In the material below, find the line with "Target: iron lattice structure" and the line with "pixel 20 172.", then output both and every line between them exactly, omitting pictures.
*** Task inputs ***
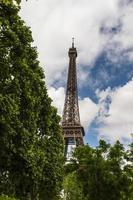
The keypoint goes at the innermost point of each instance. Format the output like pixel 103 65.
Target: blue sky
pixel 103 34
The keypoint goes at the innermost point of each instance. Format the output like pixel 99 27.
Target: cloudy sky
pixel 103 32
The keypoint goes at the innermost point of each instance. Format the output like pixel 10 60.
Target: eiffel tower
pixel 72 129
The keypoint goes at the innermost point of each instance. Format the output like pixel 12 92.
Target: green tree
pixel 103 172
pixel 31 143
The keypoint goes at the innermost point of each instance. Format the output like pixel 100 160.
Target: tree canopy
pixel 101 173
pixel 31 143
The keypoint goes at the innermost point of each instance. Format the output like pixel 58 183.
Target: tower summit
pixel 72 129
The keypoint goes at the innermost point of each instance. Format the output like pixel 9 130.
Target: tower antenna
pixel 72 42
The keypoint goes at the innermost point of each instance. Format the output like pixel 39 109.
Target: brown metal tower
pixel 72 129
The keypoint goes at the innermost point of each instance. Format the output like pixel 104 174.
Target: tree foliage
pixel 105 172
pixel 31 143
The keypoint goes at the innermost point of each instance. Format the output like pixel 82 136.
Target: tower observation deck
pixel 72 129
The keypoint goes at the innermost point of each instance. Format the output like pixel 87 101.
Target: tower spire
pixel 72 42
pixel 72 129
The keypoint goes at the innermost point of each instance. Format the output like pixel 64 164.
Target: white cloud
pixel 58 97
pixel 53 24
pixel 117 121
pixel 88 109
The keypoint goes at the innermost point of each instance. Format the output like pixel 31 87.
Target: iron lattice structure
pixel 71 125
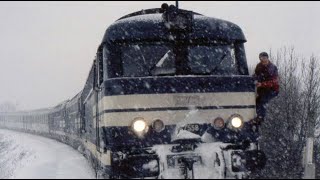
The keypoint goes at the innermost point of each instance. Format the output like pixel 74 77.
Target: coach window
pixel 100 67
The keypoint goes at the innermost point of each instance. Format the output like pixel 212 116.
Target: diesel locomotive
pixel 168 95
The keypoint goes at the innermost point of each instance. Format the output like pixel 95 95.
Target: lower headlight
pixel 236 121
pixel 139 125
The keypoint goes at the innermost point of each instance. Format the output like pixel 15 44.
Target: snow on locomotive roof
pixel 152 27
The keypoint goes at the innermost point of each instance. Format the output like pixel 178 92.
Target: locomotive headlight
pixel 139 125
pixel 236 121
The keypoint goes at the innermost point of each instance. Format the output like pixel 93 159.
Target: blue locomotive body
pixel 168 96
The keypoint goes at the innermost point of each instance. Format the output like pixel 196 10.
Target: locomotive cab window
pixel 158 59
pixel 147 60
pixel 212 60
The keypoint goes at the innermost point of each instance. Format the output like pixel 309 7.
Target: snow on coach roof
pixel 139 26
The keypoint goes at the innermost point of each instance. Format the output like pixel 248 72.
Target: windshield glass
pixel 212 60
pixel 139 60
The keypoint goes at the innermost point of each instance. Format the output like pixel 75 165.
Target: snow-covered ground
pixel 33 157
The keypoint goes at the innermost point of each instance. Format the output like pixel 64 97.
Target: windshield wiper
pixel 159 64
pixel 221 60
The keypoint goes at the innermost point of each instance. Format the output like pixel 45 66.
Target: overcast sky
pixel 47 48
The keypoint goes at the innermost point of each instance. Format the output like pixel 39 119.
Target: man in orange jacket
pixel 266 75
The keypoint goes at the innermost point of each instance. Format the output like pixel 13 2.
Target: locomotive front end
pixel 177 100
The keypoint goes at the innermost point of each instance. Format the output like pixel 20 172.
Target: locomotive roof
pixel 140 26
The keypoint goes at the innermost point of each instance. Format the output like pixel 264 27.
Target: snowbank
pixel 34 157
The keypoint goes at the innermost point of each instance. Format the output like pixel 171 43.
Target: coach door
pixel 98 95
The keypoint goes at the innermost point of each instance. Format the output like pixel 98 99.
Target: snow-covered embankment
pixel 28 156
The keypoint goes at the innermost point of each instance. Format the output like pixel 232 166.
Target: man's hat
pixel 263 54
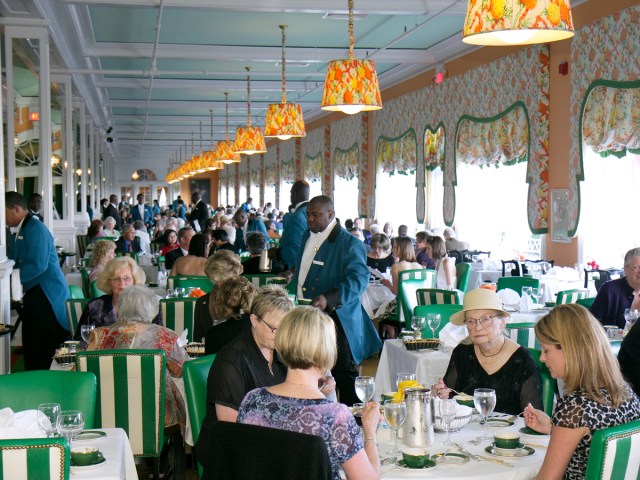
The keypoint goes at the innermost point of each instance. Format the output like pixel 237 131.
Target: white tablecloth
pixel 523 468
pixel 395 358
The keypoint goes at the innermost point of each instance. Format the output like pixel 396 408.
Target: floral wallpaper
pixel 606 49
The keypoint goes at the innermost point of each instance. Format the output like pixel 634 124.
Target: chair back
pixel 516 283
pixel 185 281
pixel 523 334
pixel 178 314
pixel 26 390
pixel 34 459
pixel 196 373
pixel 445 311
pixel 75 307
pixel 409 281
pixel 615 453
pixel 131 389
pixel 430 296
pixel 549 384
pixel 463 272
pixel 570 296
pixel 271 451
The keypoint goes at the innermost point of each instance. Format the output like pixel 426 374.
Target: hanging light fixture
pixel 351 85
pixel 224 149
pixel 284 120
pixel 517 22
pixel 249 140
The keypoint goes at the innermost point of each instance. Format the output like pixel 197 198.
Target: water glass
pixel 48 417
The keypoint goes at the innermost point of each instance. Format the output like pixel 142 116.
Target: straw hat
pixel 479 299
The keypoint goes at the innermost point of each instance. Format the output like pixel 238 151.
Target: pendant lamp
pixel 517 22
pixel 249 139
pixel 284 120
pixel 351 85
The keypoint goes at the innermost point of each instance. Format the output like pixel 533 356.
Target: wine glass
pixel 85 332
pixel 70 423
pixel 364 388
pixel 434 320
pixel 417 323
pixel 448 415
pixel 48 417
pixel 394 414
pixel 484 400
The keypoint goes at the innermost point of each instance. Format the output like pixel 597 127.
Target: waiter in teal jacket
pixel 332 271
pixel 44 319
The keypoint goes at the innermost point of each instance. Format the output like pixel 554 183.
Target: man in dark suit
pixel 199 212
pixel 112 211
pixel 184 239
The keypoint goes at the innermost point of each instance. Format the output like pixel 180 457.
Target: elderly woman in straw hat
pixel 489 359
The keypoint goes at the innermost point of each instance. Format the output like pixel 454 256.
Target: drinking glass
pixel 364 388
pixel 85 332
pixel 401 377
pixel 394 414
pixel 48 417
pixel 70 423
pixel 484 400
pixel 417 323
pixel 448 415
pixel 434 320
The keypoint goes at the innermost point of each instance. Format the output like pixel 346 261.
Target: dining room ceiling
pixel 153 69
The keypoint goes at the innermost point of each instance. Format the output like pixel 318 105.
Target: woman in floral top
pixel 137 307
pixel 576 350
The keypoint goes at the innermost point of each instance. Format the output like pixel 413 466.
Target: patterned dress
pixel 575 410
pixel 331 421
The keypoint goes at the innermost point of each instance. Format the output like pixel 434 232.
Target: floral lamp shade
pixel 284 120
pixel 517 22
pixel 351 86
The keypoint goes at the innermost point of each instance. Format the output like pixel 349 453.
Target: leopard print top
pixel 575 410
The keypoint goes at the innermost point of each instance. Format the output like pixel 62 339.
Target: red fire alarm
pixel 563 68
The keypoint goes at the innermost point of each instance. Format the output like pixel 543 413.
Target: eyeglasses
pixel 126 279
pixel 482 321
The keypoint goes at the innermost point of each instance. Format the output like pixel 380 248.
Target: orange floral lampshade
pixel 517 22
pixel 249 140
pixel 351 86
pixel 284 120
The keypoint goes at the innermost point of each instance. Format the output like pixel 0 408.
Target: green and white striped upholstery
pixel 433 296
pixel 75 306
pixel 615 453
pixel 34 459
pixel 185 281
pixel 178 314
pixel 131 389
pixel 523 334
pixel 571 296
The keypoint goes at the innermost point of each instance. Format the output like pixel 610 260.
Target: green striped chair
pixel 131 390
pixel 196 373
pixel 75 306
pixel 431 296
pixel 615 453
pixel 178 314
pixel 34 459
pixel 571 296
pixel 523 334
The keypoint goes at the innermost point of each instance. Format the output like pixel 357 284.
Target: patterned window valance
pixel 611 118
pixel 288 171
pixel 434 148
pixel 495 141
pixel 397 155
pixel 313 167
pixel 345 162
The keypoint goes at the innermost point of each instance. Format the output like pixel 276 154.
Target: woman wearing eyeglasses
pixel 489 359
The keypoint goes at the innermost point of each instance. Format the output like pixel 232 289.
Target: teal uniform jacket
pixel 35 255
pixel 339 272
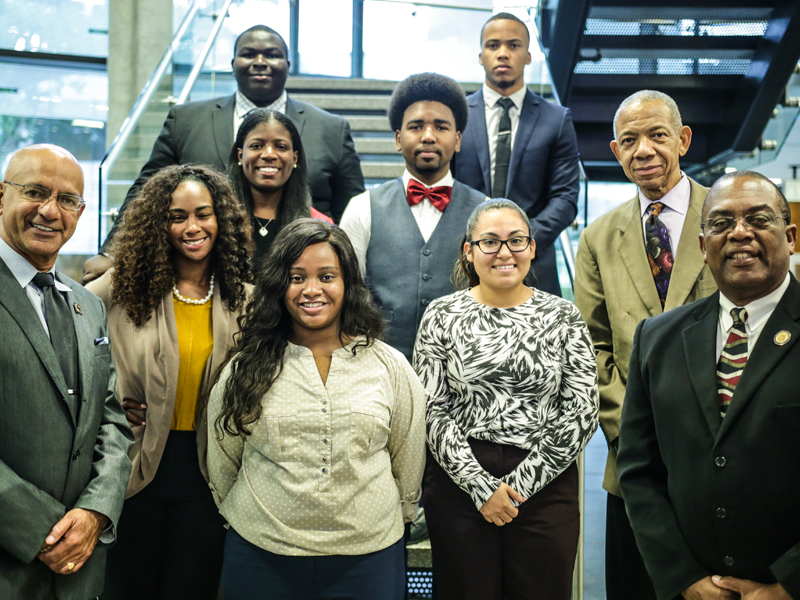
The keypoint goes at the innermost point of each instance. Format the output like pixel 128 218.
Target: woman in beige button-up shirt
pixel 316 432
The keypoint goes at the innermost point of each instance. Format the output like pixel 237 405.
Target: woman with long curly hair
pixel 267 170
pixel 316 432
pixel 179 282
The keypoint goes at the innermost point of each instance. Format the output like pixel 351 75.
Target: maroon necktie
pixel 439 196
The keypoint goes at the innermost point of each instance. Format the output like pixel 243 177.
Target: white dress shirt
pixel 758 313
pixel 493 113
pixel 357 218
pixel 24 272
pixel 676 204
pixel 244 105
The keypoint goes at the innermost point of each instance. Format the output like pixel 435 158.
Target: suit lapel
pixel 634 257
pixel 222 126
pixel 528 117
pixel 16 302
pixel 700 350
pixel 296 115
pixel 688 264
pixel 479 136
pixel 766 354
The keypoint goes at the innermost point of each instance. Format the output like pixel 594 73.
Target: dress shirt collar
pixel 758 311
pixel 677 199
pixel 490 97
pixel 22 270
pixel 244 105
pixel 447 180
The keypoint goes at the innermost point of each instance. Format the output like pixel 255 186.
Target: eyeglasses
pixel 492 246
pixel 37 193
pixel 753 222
*** End of Task inputs ***
◆ Task answer ◆
Target: iron lattice structure
pixel 71 125
The keypoint goes at the innermost point of each instance. Format the output like pixel 74 77.
Target: coach window
pixel 100 67
The keypoint goes at the innermost point of each instance. Format the output like pixel 212 116.
Target: diesel locomotive
pixel 168 95
The keypoint goes at the innermost point of each instance. Format the output like pixel 95 95.
Target: lower headlight
pixel 236 121
pixel 139 125
The keypoint goes at the innermost point of each instance. Format the output like pixel 15 44.
Target: snow on locomotive roof
pixel 152 27
The keypoint goes at the innermost point of each instance. Format the output like pixel 178 92.
Target: locomotive headlight
pixel 139 125
pixel 236 121
The keypoint goes at the innermost point of each instance. Format the output like pixel 93 159.
Target: blue locomotive body
pixel 168 96
The keypoint goes at the innermost point of each instance. Format the output like pixel 196 10.
Target: locomotive cab window
pixel 158 59
pixel 147 60
pixel 212 60
The keypoint goes at the innermost point of each instance. Format the output like pixel 309 7.
Target: snow on coach roof
pixel 139 26
The keypoint goes at the innermost point of each instance. Format the output like pixel 248 72.
Target: windshield glass
pixel 212 60
pixel 139 60
The keypoint goes at the innermost point of each instance. Format the output like pixel 75 165.
Target: snow-covered ground
pixel 33 157
The keypoint goes at the innermost point of each instance. Format the output like pixel 64 97.
Target: windshield wiper
pixel 159 64
pixel 221 60
The keypoint goes at the innermost point of each instance. Format the output like pixel 45 66.
Target: overcast sky
pixel 47 48
The keypoint goes at the innermost point of each instance. Format the output like pixel 39 119.
Target: man in orange jacket
pixel 266 75
The keypoint goes at the innermost point of each instance. Format the output like pixel 13 2.
Target: locomotive front end
pixel 177 100
The keypoint goes at the innermost point of each instance. Format the output like pixel 20 172.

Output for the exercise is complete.